-- start of Dataset excerpts --

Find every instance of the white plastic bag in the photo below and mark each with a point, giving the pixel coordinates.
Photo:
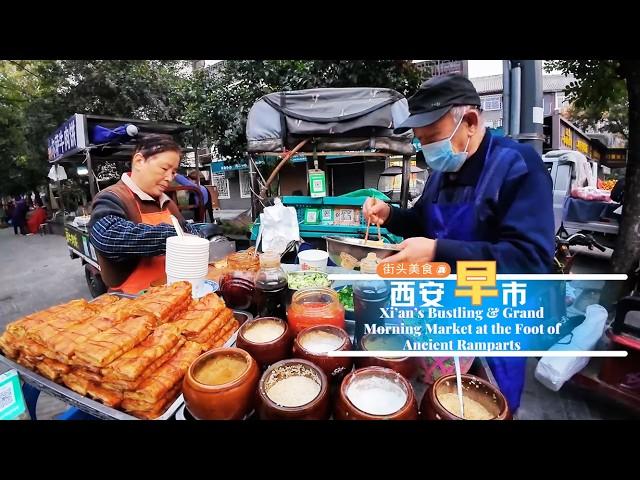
(553, 372)
(57, 172)
(278, 227)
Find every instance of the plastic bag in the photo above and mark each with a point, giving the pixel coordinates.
(278, 227)
(553, 372)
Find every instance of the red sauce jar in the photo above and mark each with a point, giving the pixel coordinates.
(315, 306)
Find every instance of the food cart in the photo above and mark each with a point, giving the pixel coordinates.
(75, 144)
(379, 142)
(327, 123)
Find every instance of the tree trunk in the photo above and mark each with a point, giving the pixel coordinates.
(627, 251)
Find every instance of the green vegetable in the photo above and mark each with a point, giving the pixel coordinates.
(298, 281)
(346, 297)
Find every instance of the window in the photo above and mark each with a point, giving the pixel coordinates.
(222, 183)
(491, 102)
(546, 105)
(245, 184)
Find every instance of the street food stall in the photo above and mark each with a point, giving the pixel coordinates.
(259, 345)
(327, 123)
(99, 148)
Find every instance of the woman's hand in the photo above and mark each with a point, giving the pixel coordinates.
(376, 211)
(414, 250)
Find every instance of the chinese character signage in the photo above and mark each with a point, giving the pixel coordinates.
(68, 139)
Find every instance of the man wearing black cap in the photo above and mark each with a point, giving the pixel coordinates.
(487, 198)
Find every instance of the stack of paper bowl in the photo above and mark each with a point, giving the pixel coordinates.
(187, 260)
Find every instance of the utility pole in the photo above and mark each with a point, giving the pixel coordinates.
(523, 115)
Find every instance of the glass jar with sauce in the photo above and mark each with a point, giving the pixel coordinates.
(237, 285)
(315, 306)
(271, 287)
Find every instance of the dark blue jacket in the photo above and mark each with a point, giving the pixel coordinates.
(514, 215)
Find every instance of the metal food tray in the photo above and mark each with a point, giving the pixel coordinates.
(92, 407)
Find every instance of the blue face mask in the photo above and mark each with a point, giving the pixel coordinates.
(440, 155)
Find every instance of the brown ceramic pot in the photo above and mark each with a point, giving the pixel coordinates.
(405, 366)
(334, 367)
(346, 409)
(317, 409)
(266, 353)
(483, 392)
(228, 401)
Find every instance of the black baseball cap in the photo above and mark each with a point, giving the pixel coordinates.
(436, 97)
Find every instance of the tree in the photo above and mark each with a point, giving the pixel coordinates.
(36, 96)
(599, 84)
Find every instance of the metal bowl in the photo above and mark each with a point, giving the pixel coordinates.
(341, 248)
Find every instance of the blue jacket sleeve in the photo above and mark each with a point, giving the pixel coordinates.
(526, 227)
(407, 222)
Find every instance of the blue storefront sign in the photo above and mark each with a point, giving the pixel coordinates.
(222, 166)
(68, 139)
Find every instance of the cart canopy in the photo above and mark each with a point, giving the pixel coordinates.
(336, 118)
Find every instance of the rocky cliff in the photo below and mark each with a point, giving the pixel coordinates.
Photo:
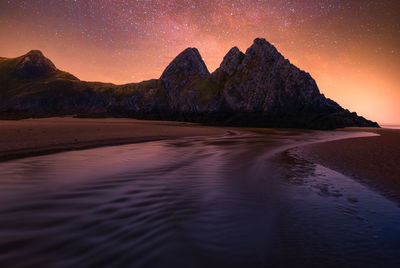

-- end of Dataset excerpts --

**Exercise description**
Tally the lines in the items above that contain the string "sauce". How many are there? Reply with the number alone.

**Answer to this task**
2